## Challenges
1. Answer these questions about the Celtics commentary, one per line:
(a) How many turnovers did the Celtics commit against Milwaukee?
(b) What share of Garnett's makes came off assists in his last season with Minnesota?
(c) Which newspaper did Bob Cousy speak to?
2. Write the next part of the Celtics commentary, picking up after Bob Cousy's quoted remarks.

## Supplied passage

────────────────────

The Celtics held Milwaukee under 100 points, something they haven’t done against anyone in the last six games and under 40 percent field goal shooting, while only turning it over nine times.

Great Defense + Lack of Turnovers = Celtics have a great chance to beat anyone, anytime, in any arena. Of course, the former (the D) is far more likely to happen than the latter. 

• Flannery also points out (via Hoopdata) that more of KG’s baskets come off of teammate assists, a development that is probably the result of both KG’s athletic decline and the fact that KG now plays with an elite point guard. It’s a trend we noticed in December, and Flannery’s work shows it has become even more pronounced as the season has gone on:

According to the invaluable website HoopData, 82 percent of Garnett’s makes have come off assists. That’s up from 74 percent last season, 67 percent in his first season with the Celtics and 59 percent in his last season with Minnesota

• Age is the great equalizer, and no less an authority that Bob Cousy tells the Herald today that having three key players in their 30s is never ideal. The Cooz sounds as if he’s had the same sort of up-and-down reaction to the C’s play as we all have this season:

“I turned them off one game, and then I’m up out of my chair when they overachieve,” he said. “This is just part of the process. When you’ve got four guys in their 30s that you’re depending on, there are going to be problems. They play wonderfully in spurts, but they’ve got to sustain it longer than the other guy – and that’s when it becomes difficult to do.”

────────────────────

## Extracted data
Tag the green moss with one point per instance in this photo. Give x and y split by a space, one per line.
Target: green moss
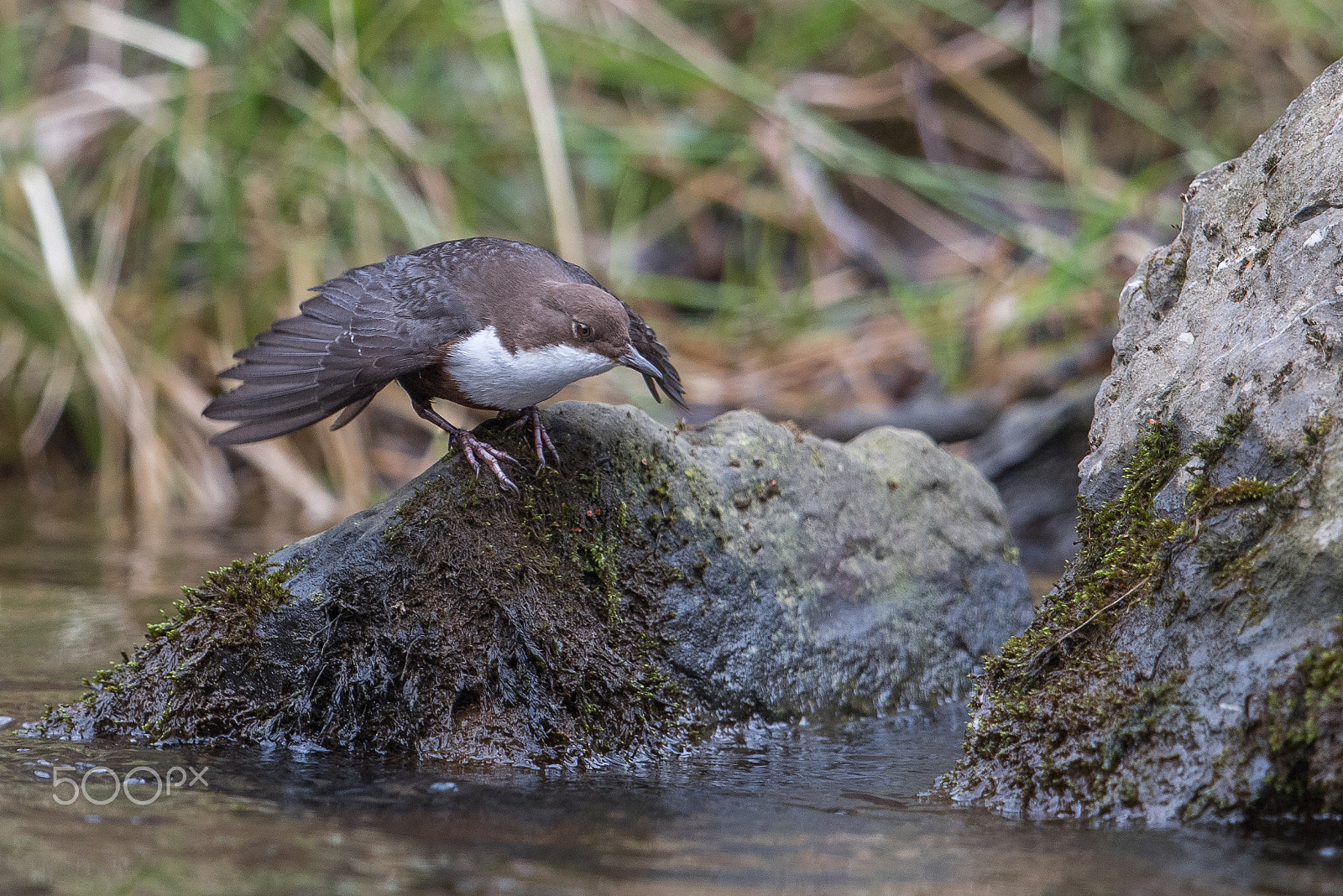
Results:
1298 727
1064 681
1123 555
218 615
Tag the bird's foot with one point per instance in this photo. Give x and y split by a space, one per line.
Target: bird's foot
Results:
477 452
541 439
480 452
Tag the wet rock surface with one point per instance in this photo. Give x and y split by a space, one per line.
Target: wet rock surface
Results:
662 581
1190 663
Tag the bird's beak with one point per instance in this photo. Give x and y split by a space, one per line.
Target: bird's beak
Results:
637 361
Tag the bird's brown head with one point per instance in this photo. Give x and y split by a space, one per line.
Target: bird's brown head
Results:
591 320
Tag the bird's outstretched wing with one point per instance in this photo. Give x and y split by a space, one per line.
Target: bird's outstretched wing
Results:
347 342
646 342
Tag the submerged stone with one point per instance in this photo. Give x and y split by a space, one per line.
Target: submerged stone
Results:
662 581
1190 663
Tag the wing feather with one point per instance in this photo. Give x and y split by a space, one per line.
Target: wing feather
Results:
347 342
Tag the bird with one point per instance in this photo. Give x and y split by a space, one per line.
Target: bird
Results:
483 322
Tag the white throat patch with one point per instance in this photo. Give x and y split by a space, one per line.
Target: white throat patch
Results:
494 378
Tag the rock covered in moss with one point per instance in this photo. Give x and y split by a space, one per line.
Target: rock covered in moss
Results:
1190 663
664 578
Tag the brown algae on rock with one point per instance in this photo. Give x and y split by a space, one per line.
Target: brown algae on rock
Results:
606 611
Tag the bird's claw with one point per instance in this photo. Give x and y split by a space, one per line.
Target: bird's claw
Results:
541 439
478 452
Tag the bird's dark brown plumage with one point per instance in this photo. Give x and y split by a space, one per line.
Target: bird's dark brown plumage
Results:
395 320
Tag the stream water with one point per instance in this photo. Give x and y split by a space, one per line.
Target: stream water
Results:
807 810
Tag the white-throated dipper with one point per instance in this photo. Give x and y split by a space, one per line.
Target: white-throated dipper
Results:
483 322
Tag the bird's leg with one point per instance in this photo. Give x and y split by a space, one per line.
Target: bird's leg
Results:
541 439
473 448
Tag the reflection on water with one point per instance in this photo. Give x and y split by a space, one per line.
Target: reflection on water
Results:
816 810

────────────────────

## Responses by task
1.
(a) Nine
(b) 59 percent
(c) The Herald

2.
• The Cooz also sounds just fine with Rondo breaking his single-season assists record:

As far as I’m concerned, he’s their most valuable player this year.”

And he also enjoys a certain flare Rajon brings to the game:

The “little something” to which Cousy refers are Rondo’s sleight-of-hoop moves that are both entertaining and effective.

“I saw him do that a couple of times, and I jumped out of my chair,” said Cooz with a smile.

Rondo certainly does some amazing things on the court, but over the last 10 games or so, his on-court tricks have at times crossed over to reckless showboating. I’m talking about the combo behind-the-back/through-the-legs lefty dribble he took twice in separate games against the Knicks as he dribbled the ball back out along the baseline. Even Walt Frazier got on him for that.

Or the time (also against New York) when he zipped a one-handed lefty pass to Marquis Daniels, who was out of bounds when Rajon tossed him the ball. Or a recent alley-oop try to Kendrick Perkins (not exactly a leaper) that was intercepted.

The Celtics have a turnover problem, and they do not need their otherwise wonderful point guard to compound it with wannabe highlight reel plays that have very little chance of succeeding. I trust Rajon enough to believe these will disappear during the post-season.

• Speaking of which, let’s get back to the Bucks for a second. Brandon Jennings continues to throw down some high-quality trash talk, even as Rajon Rondo runs circles around him every time the Bucks and C’s play. Via ESPNBoston.com:

“Boston is like big bullies from school,” barked Brandon Jennings. “A lot of teams don’t like that.”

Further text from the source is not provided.